> [Request]:
Convert the records starting at the line that contains "of the guinea" and ending at the end of the records into a two-column CSV with the columns prompt_text and marked_points, one row per record, holding its wording and the coordinates listed under it. Put each field in quotation marks and replace every line break with a space.

[START OF Materials provided]

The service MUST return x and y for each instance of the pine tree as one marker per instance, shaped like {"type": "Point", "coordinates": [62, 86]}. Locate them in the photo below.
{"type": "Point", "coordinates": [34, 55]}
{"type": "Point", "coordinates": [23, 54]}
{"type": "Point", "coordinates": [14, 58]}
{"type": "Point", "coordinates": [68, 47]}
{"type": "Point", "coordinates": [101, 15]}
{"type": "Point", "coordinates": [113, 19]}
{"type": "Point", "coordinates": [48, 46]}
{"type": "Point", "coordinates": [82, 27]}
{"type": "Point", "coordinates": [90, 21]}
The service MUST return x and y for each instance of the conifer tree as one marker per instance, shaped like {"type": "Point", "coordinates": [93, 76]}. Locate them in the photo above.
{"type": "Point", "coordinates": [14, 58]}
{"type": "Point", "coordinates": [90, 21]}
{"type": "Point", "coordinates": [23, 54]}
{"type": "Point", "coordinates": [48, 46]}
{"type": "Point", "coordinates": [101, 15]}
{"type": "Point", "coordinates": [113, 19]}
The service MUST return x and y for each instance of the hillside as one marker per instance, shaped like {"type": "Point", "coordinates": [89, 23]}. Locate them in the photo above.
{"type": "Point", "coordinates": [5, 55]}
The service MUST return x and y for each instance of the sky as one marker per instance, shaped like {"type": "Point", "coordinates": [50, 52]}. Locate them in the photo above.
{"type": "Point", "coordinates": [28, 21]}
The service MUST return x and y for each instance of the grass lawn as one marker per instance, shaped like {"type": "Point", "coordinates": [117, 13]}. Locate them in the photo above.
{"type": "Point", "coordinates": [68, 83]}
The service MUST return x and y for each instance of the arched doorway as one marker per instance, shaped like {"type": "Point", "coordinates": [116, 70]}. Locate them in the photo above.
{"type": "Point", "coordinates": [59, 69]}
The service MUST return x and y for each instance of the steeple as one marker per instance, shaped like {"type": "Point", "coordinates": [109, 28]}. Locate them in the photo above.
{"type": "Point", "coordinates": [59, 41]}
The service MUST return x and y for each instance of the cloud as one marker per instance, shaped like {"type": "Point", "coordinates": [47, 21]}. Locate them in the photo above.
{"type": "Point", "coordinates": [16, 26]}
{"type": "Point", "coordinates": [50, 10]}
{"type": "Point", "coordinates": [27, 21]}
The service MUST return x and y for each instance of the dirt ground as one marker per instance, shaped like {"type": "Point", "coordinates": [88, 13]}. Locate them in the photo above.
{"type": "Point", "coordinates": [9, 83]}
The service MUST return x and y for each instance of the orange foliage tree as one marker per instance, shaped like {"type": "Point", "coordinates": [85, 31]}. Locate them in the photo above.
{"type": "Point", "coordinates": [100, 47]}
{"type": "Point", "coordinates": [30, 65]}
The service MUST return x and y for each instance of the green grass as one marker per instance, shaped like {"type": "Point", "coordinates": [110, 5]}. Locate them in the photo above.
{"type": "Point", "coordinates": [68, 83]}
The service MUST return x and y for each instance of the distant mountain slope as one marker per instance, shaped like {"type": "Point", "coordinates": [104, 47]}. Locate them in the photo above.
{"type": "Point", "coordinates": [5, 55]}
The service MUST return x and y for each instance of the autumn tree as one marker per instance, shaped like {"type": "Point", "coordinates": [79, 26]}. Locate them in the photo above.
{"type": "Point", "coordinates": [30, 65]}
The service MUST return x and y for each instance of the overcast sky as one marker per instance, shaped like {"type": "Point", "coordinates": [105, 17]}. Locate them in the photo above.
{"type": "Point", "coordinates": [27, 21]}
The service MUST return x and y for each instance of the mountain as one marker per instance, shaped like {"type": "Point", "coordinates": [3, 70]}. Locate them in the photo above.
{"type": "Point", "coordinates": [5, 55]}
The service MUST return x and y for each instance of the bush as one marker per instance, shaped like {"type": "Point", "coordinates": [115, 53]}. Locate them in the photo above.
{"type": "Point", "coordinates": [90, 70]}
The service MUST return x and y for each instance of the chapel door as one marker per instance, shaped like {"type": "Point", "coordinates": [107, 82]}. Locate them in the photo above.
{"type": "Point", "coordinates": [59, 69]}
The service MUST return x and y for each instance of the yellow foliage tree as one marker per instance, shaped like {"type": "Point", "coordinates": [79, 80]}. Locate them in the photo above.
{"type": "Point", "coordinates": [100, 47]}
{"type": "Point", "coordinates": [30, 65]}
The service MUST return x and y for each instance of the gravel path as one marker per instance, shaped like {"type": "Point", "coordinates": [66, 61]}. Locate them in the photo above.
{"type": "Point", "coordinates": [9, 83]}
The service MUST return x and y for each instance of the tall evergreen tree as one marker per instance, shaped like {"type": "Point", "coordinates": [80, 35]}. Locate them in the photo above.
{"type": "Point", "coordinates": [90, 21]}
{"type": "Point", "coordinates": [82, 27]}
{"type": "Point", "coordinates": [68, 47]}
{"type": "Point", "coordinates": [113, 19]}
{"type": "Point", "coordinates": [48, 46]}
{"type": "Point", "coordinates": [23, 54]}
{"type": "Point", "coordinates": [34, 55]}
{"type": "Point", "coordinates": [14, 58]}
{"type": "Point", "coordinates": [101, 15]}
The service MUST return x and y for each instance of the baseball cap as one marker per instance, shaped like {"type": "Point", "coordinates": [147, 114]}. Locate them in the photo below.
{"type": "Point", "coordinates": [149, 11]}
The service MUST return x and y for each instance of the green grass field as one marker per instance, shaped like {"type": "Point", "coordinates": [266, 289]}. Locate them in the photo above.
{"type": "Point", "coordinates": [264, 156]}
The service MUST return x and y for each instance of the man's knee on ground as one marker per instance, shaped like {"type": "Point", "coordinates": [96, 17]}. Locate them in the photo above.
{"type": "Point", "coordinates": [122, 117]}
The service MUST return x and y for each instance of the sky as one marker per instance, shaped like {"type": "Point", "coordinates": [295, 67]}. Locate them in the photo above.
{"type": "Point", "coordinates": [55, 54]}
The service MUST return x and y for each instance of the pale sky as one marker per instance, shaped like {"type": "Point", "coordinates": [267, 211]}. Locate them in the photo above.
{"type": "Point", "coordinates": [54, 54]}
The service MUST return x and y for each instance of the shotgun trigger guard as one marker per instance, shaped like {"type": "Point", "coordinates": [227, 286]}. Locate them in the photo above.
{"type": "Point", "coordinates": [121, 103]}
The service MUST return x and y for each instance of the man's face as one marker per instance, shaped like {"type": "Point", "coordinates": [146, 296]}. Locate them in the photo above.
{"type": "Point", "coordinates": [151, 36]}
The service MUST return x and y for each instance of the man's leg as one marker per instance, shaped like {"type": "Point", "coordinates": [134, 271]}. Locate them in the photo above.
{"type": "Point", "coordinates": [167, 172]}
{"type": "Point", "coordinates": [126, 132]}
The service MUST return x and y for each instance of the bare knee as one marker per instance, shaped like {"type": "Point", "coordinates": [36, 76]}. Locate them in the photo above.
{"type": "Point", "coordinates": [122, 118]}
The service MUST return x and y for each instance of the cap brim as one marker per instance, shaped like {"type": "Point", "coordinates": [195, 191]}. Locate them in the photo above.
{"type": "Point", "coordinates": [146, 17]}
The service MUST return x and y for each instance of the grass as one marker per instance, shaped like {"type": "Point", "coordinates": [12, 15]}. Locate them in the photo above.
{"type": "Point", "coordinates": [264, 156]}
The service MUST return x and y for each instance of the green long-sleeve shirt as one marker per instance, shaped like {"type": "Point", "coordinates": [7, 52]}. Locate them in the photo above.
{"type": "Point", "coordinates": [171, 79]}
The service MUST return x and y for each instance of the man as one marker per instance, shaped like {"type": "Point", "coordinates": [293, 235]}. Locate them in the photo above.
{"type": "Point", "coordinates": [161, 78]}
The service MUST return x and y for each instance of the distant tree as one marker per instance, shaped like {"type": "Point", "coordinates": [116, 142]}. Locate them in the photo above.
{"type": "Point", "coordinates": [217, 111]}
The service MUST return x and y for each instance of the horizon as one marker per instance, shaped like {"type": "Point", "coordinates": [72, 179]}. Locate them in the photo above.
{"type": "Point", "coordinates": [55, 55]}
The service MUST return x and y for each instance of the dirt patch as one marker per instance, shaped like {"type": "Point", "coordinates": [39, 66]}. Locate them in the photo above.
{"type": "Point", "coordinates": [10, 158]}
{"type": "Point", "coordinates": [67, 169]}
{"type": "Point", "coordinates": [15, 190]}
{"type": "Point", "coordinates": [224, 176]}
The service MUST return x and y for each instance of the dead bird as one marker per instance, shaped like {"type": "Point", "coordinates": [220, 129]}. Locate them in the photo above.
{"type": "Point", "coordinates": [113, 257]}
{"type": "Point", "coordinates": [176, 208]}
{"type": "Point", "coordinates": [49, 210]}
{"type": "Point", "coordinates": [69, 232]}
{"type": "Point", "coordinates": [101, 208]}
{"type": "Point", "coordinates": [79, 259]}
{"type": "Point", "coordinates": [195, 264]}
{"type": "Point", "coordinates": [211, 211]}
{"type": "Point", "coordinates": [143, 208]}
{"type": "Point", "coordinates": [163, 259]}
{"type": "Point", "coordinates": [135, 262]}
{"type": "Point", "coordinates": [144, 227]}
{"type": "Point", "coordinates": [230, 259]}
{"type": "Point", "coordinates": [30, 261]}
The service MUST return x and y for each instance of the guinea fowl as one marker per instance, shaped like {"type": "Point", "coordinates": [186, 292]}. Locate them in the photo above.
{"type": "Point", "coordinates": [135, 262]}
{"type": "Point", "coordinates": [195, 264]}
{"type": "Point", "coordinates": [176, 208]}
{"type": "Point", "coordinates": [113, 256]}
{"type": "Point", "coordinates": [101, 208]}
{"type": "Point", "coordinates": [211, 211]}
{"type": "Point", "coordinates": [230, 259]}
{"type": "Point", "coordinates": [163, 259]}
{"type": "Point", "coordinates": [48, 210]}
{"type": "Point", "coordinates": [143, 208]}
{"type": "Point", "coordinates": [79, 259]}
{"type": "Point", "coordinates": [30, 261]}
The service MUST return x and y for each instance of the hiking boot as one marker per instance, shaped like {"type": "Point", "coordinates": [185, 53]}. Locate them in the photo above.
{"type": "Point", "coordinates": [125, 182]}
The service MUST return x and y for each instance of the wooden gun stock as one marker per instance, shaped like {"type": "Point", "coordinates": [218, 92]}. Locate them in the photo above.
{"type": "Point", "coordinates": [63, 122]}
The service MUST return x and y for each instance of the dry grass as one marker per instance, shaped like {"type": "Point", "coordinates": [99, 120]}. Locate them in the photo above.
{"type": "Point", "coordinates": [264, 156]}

[END OF Materials provided]

> [The solution]:
prompt_text,marked_points
"The service MUST return x and y for each instance of the guinea fowl as one marker per instance, shaped like {""type"": ""Point"", ""coordinates"": [186, 292]}. Locate them in the photo above.","{""type"": ""Point"", ""coordinates"": [135, 262]} {""type"": ""Point"", ""coordinates"": [195, 264]} {""type"": ""Point"", ""coordinates"": [176, 208]} {""type"": ""Point"", ""coordinates"": [113, 256]} {""type"": ""Point"", ""coordinates"": [101, 208]} {""type"": ""Point"", ""coordinates"": [211, 211]} {""type"": ""Point"", ""coordinates"": [230, 259]} {""type"": ""Point"", ""coordinates"": [163, 259]} {""type"": ""Point"", ""coordinates"": [48, 210]} {""type"": ""Point"", ""coordinates"": [143, 208]} {""type"": ""Point"", ""coordinates"": [79, 259]} {""type"": ""Point"", ""coordinates"": [30, 261]}"
"The service MUST return x and y for each instance of the hiking boot as one marker per instance, shaped like {""type"": ""Point"", ""coordinates"": [185, 53]}. Locate them in the photo above.","{""type"": ""Point"", ""coordinates"": [125, 182]}"
"The service MUST return x and y for each instance of the wooden gun stock as one marker per instance, shaped like {""type"": ""Point"", ""coordinates"": [218, 92]}. Locate them in the photo above.","{""type"": ""Point"", ""coordinates"": [63, 122]}"
"The service MUST return x and y for each instance of the dry grass as one marker per instance, shaped like {""type"": ""Point"", ""coordinates"": [99, 120]}. Locate them in the photo above.","{""type"": ""Point"", ""coordinates"": [264, 156]}"